* START *
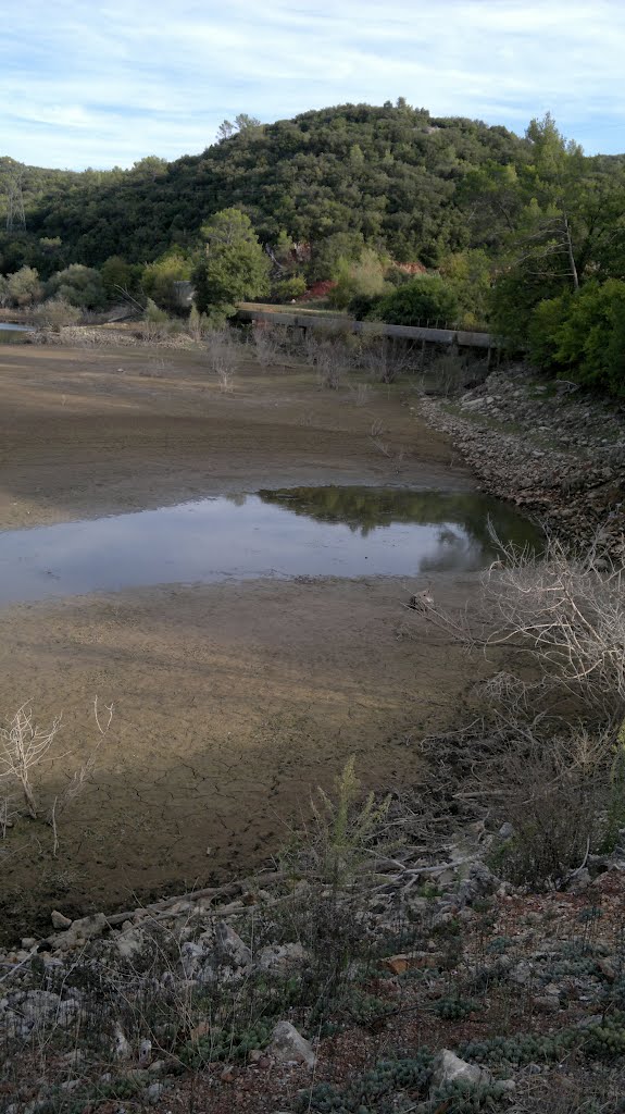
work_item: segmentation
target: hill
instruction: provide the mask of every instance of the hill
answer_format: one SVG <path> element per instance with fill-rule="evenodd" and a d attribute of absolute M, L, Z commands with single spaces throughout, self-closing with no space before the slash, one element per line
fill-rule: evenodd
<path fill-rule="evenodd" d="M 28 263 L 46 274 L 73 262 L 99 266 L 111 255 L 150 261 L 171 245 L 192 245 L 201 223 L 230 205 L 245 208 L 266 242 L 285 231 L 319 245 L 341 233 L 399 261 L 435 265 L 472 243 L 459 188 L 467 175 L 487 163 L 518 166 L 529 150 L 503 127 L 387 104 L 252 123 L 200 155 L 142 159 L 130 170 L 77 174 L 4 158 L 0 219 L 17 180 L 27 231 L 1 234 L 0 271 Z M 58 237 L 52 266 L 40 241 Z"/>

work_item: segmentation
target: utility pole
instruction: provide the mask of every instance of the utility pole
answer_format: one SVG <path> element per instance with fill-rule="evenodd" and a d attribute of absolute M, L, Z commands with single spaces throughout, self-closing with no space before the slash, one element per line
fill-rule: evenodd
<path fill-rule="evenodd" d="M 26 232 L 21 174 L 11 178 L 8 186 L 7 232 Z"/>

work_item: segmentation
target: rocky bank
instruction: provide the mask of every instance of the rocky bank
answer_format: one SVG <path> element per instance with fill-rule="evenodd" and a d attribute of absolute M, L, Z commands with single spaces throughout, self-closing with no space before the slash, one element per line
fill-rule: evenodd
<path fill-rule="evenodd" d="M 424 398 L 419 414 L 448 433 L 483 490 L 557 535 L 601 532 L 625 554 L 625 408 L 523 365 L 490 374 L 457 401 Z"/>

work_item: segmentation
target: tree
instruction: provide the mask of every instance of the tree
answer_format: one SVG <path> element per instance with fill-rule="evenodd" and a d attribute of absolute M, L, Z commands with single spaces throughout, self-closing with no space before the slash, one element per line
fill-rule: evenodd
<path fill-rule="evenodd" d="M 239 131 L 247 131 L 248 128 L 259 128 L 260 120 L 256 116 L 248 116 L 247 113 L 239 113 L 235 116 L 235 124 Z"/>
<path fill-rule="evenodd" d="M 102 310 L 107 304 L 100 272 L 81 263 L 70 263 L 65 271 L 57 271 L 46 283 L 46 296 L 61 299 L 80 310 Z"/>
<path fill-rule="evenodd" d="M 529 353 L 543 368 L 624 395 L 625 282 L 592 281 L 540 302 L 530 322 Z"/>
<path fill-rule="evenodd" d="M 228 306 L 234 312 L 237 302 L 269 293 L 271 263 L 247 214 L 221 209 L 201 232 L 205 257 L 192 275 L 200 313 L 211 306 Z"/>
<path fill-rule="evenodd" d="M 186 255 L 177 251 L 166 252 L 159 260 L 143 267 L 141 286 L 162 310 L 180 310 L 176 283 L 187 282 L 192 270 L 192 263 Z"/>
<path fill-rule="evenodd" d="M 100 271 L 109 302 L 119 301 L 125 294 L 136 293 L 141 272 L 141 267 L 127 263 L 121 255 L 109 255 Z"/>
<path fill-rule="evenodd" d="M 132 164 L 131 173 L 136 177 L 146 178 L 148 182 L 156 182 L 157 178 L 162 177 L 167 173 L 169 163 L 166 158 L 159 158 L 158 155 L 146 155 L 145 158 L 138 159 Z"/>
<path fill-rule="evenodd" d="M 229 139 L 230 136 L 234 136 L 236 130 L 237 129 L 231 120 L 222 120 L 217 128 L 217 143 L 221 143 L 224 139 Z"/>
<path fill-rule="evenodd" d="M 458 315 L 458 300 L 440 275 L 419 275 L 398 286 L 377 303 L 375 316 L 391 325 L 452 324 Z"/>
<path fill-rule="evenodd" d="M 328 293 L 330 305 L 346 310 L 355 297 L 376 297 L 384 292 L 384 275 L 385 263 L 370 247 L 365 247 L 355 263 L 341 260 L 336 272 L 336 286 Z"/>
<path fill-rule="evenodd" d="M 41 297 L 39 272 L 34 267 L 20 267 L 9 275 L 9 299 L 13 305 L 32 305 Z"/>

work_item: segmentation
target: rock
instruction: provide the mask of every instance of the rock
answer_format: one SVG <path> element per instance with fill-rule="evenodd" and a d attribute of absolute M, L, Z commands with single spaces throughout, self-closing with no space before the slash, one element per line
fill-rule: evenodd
* END *
TASK DETAILS
Reproduce the material above line for line, leaving out the picture.

EXERCISE RESPONSE
work_item: segmentation
target: hill
instruction: provide the mask of every instance of the hill
answer_format: one SVG <path> element per instance with fill-rule="evenodd" and a d attribute of absolute M, L, Z commands with single spaces throughout, self-closing with no space before the slash, one element per line
fill-rule: evenodd
<path fill-rule="evenodd" d="M 28 263 L 46 274 L 73 262 L 99 266 L 111 255 L 150 261 L 171 245 L 192 245 L 201 223 L 230 205 L 245 208 L 266 242 L 285 231 L 319 245 L 341 233 L 399 261 L 435 265 L 472 243 L 459 188 L 467 175 L 487 163 L 518 166 L 529 150 L 503 127 L 387 104 L 252 123 L 200 155 L 142 159 L 130 170 L 77 174 L 4 158 L 0 219 L 17 180 L 27 231 L 1 234 L 0 271 Z M 58 237 L 52 266 L 40 241 Z"/>

work_item: segmentation
target: utility pole
instruction: provide the mask of every instance of the utility pole
answer_format: one SVG <path> element per instance with fill-rule="evenodd" and a d attribute of absolute M, L, Z commands with single spaces throughout, self-closing with no space before the slash, one element per line
fill-rule: evenodd
<path fill-rule="evenodd" d="M 26 232 L 21 174 L 11 178 L 8 186 L 7 232 Z"/>

work_item: segmentation
target: rocky bank
instruction: provide the mask of every instance of the rocky bank
answer_format: one SVG <path> element per instance with fill-rule="evenodd" and a d attribute of absolute M, L, Z commands with single spaces throughout, self-closing with no space before the slash, one element per line
fill-rule: evenodd
<path fill-rule="evenodd" d="M 424 398 L 419 414 L 448 433 L 483 490 L 557 535 L 601 532 L 625 554 L 625 408 L 523 365 L 490 374 L 457 401 Z"/>

work_item: segmentation
target: tree
instruction: provide the mask of every instance of the tree
answer_format: one SVG <path> element per instance with fill-rule="evenodd" and a d attribute of absolute M, L, Z commands with single spaces throughout, self-closing with no space before the slash, one element per line
fill-rule: evenodd
<path fill-rule="evenodd" d="M 239 131 L 247 131 L 248 128 L 259 128 L 260 120 L 256 116 L 248 116 L 247 113 L 239 113 L 235 116 L 235 124 Z"/>
<path fill-rule="evenodd" d="M 102 310 L 107 304 L 100 272 L 81 263 L 70 263 L 65 271 L 57 271 L 46 283 L 46 296 L 61 299 L 80 310 Z"/>
<path fill-rule="evenodd" d="M 529 353 L 543 368 L 624 395 L 625 282 L 592 281 L 540 302 L 530 322 Z"/>
<path fill-rule="evenodd" d="M 228 306 L 234 312 L 237 302 L 269 293 L 271 263 L 247 214 L 221 209 L 201 232 L 205 257 L 192 275 L 200 313 L 211 306 Z"/>
<path fill-rule="evenodd" d="M 186 255 L 177 251 L 166 252 L 159 260 L 143 267 L 141 286 L 162 310 L 180 310 L 176 283 L 187 282 L 192 270 L 192 263 Z"/>
<path fill-rule="evenodd" d="M 100 271 L 109 302 L 119 301 L 125 294 L 136 293 L 141 272 L 141 267 L 127 263 L 121 255 L 109 255 Z"/>
<path fill-rule="evenodd" d="M 132 164 L 131 173 L 136 177 L 146 178 L 148 182 L 156 182 L 157 178 L 162 177 L 167 173 L 169 163 L 166 158 L 159 158 L 158 155 L 146 155 L 145 158 L 138 159 Z"/>
<path fill-rule="evenodd" d="M 229 139 L 230 136 L 234 136 L 236 130 L 237 129 L 231 120 L 222 120 L 217 128 L 217 143 L 221 143 L 224 139 Z"/>
<path fill-rule="evenodd" d="M 458 315 L 458 300 L 440 275 L 419 275 L 398 286 L 377 303 L 375 316 L 391 325 L 452 324 Z"/>
<path fill-rule="evenodd" d="M 328 293 L 330 305 L 346 310 L 355 297 L 376 297 L 384 292 L 384 275 L 385 263 L 370 247 L 365 247 L 355 263 L 341 260 L 336 272 L 336 286 Z"/>
<path fill-rule="evenodd" d="M 41 297 L 39 272 L 34 267 L 20 267 L 9 275 L 9 299 L 13 305 L 32 305 Z"/>

work_item: segmentation
target: rock
instruction: provide the mask of every instance of the rock
answer_format: one SVG <path> element per instance with fill-rule="evenodd" and a d attribute of absolute M, L, Z commands with single spaces throughout, self-closing with no space before the slash, one element per line
fill-rule: evenodd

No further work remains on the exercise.